Input Start Marker
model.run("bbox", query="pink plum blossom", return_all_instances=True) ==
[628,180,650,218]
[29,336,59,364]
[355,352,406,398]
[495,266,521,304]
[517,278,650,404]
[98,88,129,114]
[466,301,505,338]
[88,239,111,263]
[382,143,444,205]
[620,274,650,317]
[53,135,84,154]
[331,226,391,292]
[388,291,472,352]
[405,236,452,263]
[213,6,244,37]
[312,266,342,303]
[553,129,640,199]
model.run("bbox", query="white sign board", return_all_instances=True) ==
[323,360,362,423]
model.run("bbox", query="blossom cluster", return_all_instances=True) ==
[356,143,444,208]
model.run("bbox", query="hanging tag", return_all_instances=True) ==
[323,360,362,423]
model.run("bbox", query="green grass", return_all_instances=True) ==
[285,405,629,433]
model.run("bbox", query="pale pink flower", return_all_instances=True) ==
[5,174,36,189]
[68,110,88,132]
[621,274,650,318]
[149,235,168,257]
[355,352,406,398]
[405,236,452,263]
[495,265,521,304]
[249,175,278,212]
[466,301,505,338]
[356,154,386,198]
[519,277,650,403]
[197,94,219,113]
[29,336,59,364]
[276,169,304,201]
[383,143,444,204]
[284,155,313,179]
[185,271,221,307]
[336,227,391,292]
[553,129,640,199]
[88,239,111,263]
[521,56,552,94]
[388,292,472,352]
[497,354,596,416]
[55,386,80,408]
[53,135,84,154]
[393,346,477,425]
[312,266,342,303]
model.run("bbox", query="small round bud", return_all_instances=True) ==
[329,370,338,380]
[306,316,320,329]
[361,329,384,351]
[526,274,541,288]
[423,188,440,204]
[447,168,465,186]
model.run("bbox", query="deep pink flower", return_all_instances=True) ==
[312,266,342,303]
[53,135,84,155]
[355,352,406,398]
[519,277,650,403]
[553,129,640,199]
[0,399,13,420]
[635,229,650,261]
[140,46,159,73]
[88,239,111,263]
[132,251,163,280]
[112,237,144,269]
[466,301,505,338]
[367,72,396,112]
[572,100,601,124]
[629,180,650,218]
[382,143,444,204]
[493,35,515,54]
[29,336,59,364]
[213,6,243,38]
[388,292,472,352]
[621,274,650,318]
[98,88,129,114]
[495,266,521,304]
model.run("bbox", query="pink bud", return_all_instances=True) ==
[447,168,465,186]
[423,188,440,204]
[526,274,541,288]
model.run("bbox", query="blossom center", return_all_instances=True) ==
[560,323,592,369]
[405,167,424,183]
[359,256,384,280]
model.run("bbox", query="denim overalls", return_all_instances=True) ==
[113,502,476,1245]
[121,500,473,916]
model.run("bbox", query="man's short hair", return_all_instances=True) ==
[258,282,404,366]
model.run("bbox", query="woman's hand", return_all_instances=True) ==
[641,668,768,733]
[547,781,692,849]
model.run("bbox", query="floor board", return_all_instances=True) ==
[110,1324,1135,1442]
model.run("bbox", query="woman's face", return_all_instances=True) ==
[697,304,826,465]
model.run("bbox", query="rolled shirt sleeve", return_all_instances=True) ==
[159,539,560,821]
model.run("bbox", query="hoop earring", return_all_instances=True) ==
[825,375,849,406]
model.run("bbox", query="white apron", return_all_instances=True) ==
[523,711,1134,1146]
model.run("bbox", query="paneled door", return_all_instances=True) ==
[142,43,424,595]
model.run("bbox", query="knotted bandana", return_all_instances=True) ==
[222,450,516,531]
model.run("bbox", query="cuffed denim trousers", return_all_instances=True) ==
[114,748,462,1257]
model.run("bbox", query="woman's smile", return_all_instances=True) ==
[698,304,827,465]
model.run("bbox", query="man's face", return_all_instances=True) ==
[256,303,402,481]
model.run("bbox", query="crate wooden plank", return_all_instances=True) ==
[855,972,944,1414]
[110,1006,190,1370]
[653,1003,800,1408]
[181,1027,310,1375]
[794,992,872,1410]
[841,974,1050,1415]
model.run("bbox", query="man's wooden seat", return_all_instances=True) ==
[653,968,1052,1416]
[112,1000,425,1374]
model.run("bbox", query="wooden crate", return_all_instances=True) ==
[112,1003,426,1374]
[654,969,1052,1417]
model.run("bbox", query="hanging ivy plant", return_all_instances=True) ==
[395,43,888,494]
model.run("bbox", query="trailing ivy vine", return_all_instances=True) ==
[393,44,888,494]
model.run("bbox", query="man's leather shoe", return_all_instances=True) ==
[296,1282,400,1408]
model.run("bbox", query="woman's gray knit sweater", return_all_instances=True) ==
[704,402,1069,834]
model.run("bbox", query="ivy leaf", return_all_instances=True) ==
Input End Marker
Your task: The data above should be output exactly, with each line intact.

Response:
model.run("bbox", query="pink plum blossom", return_all_instances=True) ==
[628,180,650,218]
[29,336,59,364]
[355,352,406,398]
[495,266,521,304]
[517,278,650,404]
[98,88,129,114]
[466,301,505,338]
[88,239,111,263]
[382,143,444,205]
[620,274,650,317]
[53,135,84,154]
[331,226,391,292]
[388,291,472,352]
[405,236,452,263]
[213,6,244,37]
[312,266,342,303]
[553,129,640,199]
model.run("bbox", query="white sign board", return_all_instances=True) ==
[323,360,362,423]
model.run("bbox", query="blossom cluster", return_all_instances=True) ==
[356,143,444,208]
model.run("bbox", query="hanging tag", return_all_instances=True) ==
[323,360,362,423]
model.run("bbox", query="green grass", return_all_instances=True) ==
[285,405,629,433]
model.run("bbox", query="pale pink flower", return_all_instances=True) ==
[5,174,36,189]
[68,110,88,132]
[621,274,650,318]
[149,235,168,257]
[355,352,406,398]
[405,236,452,263]
[495,265,521,304]
[249,175,278,212]
[466,301,505,338]
[356,154,386,198]
[519,277,650,403]
[197,94,219,113]
[29,336,59,364]
[276,169,304,201]
[383,143,444,204]
[284,155,313,179]
[185,271,221,307]
[336,227,391,292]
[553,129,640,199]
[88,239,111,263]
[521,56,552,94]
[388,292,472,352]
[497,354,596,416]
[55,386,80,408]
[53,135,84,154]
[393,346,477,425]
[312,266,342,303]
model.run("bbox", query="small round bud", return_all_instances=True) ==
[329,370,338,380]
[306,316,320,329]
[361,329,384,351]
[526,274,541,288]
[423,188,440,204]
[447,168,465,186]
model.run("bbox", query="deep pink flower", return_all_instances=True) ==
[312,266,342,303]
[53,135,84,155]
[355,352,406,398]
[519,277,650,403]
[553,129,640,199]
[0,399,13,420]
[635,229,650,261]
[140,46,159,73]
[88,239,111,263]
[132,251,163,280]
[112,237,144,269]
[466,301,505,338]
[367,72,396,112]
[572,100,601,124]
[629,180,650,218]
[382,143,444,204]
[493,35,515,54]
[29,336,59,364]
[213,6,243,38]
[388,292,472,352]
[621,274,650,318]
[98,88,129,114]
[495,266,521,304]
model.run("bbox", query="pink bud", return_all_instances=True) ==
[447,168,465,186]
[423,188,440,204]
[526,274,541,288]
model.run("bbox", query="blossom center", return_all_instances=True) ==
[560,323,592,369]
[405,167,424,183]
[359,256,384,280]
model.run("bbox", query="denim overalls", return_all_instances=True) ==
[113,502,476,1245]
[121,500,473,916]
model.run("bbox", query="man's short hair", return_all_instances=True) ==
[258,282,404,366]
model.run("bbox", query="woman's hand", return_all_instances=True) ==
[641,668,768,733]
[547,781,692,849]
model.run("bbox", query="floor board", return_all_instances=True) ==
[110,1324,1135,1442]
model.run("bbox", query="woman's face", return_all_instances=True) ==
[697,304,826,465]
model.run("bbox", query="rolled shirt sleeve", return_all_instances=True) ==
[159,539,560,821]
model.run("bbox", query="hoop earring", return_all_instances=True) ==
[825,375,849,406]
model.run("bbox", query="white apron", return_all_instances=True) ==
[523,711,1134,1146]
model.run("bbox", query="paneled door", return_all_instances=True) ==
[142,43,424,595]
model.run("bbox", query="knotted bandana", return_all_instances=True) ==
[222,450,516,531]
model.run("bbox", query="cuffed denim trousers", return_all_instances=True) ==
[114,748,462,1257]
model.run("bbox", query="woman's smile", return_all_instances=True) ==
[698,304,827,465]
model.run("bbox", query="man's face", return_all_instances=True) ==
[256,303,402,481]
model.run("bbox", query="crate wooden plank", return_all_instances=True) ==
[855,972,944,1414]
[110,1006,190,1370]
[653,1003,800,1408]
[181,1027,310,1375]
[794,992,872,1410]
[841,974,1050,1415]
model.run("bbox", query="man's wooden seat", return_all_instances=True) ==
[653,968,1052,1416]
[112,1000,425,1374]
model.run("bbox", query="wooden crate", return_all_instances=True) ==
[112,1003,426,1374]
[654,969,1052,1417]
model.run("bbox", query="hanging ivy plant", return_all_instances=True) ==
[395,43,888,494]
model.run("bbox", query="trailing ivy vine", return_all_instances=True) ==
[393,44,888,494]
model.run("bbox", query="man's leather shoe", return_all_instances=True) ==
[296,1282,400,1408]
model.run("bbox", query="woman's gray knit sweater", return_all_instances=True) ==
[704,402,1069,834]
model.run("bbox", query="ivy leaf", return_all_instances=True) ==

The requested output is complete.